• REQUIRED ACTION 1: Quote the primer file format guide word for word, starting at "- Every line" and ending at "column) minus 1.".
• REQUIRED ACTION 2: According to the primer file format guide, what happens to any line that starts with '#'?
• REQUIRED ACTION 3: Please carry on the primer file format guide from where it stops.
(Beginning of DOCUMENT PASSAGE)
If primer coordinates are unknown

Option 1. One line per amplicon with 3 columns: ampliconName, forwardSequence,reverseSequence.

amplicon1      GGGCAAACCTAAAGG  GTTATGTAAAGGTGC
amplicon2      GGGCGAAACTAAAGG  GTTATGTAAAGGTGC

Option 2. One line per primer with 3 columns: primerName, sequence, pool.

primer1_LEFT      GGGCAAACCTAAAGG  1
primer1_LEFT_alt  GGGCGAAACTAAAGG  1
primer1_RIGHT     GTTATGTAAAGGTGC  1

Formatting rules

General
- All text is case sensitive.
- Any line starting with '#' is ignored. This can be used to add a header line with column names.
- Every line must have the same number of columns and format (except those starting with '#').
- Any number of spaces can separate the columns. A value within a single column should not have any space.
BED format
- Per standard BED conventions, sequence coordinates are given as 0-based, half-open intervals, such that the start field (2nd column) contains the first nucleotide in the primer binding site and the last nucleotide in the primer binding site is the value in the end field (3rd column) minus 1.
- accession field must contain a sequence identifier that matches the header of the FASTA file containing the sequence that the coordinates are relative to.
(End of DOCUMENT PASSAGE)
(Beginning of DATA PROVIDED)
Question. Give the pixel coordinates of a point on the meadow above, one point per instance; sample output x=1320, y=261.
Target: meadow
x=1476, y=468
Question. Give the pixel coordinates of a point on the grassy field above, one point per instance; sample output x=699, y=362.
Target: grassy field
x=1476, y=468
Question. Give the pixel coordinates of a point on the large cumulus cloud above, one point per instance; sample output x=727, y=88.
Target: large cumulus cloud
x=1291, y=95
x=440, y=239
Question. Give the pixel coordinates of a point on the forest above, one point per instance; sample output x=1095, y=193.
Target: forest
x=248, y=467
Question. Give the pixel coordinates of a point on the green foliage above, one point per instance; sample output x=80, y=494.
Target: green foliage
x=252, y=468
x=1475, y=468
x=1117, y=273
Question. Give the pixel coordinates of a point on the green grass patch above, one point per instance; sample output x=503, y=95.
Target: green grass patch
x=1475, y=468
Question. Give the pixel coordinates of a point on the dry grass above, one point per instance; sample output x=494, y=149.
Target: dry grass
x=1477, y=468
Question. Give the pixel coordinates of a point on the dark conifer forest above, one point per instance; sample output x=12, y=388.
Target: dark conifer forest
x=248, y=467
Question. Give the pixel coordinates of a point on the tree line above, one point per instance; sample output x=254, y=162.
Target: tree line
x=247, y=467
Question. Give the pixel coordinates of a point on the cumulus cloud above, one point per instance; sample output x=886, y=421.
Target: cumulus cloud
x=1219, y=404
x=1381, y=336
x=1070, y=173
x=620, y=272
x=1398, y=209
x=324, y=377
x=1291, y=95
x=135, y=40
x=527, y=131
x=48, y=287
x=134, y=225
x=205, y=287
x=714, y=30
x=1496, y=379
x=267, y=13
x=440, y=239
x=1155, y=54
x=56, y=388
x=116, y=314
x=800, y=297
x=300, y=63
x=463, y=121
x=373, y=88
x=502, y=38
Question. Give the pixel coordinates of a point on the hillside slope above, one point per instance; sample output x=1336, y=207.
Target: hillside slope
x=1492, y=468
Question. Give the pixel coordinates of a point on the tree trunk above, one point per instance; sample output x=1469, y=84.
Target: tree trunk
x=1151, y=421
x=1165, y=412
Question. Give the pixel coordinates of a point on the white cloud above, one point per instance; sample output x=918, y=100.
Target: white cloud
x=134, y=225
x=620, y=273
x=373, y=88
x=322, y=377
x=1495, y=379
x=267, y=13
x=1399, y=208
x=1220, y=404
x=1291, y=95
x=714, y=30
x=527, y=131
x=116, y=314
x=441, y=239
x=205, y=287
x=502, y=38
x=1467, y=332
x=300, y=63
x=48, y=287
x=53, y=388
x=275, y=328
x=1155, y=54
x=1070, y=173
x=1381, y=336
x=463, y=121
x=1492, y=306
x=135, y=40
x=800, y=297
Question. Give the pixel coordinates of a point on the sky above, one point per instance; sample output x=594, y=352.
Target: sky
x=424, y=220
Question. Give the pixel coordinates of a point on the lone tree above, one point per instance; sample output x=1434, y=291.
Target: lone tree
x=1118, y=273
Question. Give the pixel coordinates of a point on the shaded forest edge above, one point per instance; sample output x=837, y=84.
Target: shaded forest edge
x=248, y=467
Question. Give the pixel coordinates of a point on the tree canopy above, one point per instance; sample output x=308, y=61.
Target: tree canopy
(End of DATA PROVIDED)
• ANSWER SPACE 1:
- Every line must have the same number of columns and format (except those starting with '#').
- Any number of spaces can separate the columns. A value within a single column should not have any space.
BED format
- Per standard BED conventions, sequence coordinates are given as 0-based, half-open intervals, such that the start field (2nd column) contains the first nucleotide in the primer binding site and the last nucleotide in the primer binding site is the value in the end field (3rd column) minus 1.

• ANSWER SPACE 2: It is ignored.

• ANSWER SPACE 3:
- Multiple sequence identifiers (accession) are permitted within one file.
Primer name
- primerName must be unique and encode the name of the amplicon for which the primer is designed, the direction tag indicating which side of the amplicon, left or right, the primer belongs to, and an optional indicator that the primer is an alternative primer for that amplicon.
- In addition to _LEFT and _RIGHT, we permit _L and _R as direction tags in primerName. Any text after the direction tag should be separated by an underscore.
- Text in primerName before the direction tag is considered to be an amplicon identifier. Ensure that the text of the amplicon identifier is unique for that amplicon and that the direction tag occurs only once in primerName.
- Each amplicon must have at least one left and right primer (including alternative primers) associated with it.
- Alternative primers are used to bind to locations that avoid sequence variation in the default primer binding site that may disrupt hybridization. An amplicon may have an arbitrary number of alternative primers (as long as the primer name is unique), but most amplicons will have none. Alternative primers are indicated by the presence of the _alt after the direction tag in primerName, followed by optional text to distinguish between different alternative primers, such as a number.
- Examples of valid primer names:
  - MY_SEQUENCE_434_A_LEFT
  - virus1_L
  - amplicon_4934m_RIGHT_alt
  - amplicon_4934m_RIGHT_alt1
  - amplicon_4934m_R_altprimerB
- Examples of invalid primer names:
  - LEFT_MY_SEQUENCE_434_A
  - virus1_l
  - amplicon_4934m_RIGHT_L

Output files

Note: Some files may not be generated depending on user inputs and pipeline outcome

Analysis level

Analysis_Results/<analysisId>.report.html displays tables and plots that summarize results from all samples combined.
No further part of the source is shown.